GOAL: Repeat the data below from the line with "TARGET: person in red top" up to and including the line with "[(533, 380)]", shifting every coordinate in the answer by adding 48 to it. Output only those lines.

_ _ _

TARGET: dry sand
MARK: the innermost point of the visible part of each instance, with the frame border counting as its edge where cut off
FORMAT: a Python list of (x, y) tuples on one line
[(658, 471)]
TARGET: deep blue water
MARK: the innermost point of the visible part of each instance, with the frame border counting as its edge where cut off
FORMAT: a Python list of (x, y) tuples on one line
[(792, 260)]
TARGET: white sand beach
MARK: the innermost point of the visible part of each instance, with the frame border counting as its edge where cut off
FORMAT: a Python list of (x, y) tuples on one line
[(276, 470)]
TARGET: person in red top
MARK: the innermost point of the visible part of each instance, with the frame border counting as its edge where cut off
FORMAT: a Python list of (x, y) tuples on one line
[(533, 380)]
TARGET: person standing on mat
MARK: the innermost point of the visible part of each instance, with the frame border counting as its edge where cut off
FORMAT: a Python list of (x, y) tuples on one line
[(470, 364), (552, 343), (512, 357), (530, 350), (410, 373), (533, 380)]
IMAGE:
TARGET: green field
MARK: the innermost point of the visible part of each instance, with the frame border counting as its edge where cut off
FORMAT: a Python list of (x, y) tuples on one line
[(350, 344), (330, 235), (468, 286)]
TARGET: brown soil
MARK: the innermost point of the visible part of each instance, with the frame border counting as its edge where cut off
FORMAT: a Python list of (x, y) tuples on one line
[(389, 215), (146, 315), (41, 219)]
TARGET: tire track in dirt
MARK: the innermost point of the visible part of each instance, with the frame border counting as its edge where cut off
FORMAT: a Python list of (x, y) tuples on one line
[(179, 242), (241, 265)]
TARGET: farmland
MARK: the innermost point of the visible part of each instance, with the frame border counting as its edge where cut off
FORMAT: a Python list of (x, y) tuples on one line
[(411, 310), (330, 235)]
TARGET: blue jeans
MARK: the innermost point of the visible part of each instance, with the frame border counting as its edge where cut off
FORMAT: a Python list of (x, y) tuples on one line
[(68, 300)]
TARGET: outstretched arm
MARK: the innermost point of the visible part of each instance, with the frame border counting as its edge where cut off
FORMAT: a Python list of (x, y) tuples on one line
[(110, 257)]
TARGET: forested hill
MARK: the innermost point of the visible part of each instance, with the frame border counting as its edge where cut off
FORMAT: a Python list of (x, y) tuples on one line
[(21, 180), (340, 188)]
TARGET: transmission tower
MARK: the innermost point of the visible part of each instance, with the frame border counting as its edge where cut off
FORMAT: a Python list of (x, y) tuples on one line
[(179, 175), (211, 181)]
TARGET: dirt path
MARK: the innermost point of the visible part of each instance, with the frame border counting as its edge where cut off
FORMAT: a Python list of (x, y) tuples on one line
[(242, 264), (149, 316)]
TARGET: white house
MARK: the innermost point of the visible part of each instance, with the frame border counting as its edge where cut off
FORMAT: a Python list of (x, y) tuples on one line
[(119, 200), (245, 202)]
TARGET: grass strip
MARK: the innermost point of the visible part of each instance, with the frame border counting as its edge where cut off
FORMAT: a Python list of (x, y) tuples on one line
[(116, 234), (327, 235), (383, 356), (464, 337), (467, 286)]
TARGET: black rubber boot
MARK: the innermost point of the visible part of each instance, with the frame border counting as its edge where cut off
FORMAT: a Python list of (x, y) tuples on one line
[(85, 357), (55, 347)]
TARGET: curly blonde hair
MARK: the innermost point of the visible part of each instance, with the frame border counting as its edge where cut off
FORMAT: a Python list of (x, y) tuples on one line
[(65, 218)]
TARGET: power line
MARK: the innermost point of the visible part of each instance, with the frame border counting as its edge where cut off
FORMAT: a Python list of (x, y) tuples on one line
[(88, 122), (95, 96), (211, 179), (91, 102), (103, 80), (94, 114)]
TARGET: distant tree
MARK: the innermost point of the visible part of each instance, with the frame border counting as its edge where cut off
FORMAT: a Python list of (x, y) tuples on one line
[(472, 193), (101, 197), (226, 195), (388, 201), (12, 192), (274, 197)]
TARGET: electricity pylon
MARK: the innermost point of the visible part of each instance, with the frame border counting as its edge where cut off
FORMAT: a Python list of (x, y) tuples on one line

_ _ _

RESULT OF THIS EXERCISE:
TARGET: person in red top
MARK: the innermost point of the visible part of each instance, with the frame border counting as its edge where cut off
FORMAT: a Python list of (x, y) tuples on one line
[(581, 428)]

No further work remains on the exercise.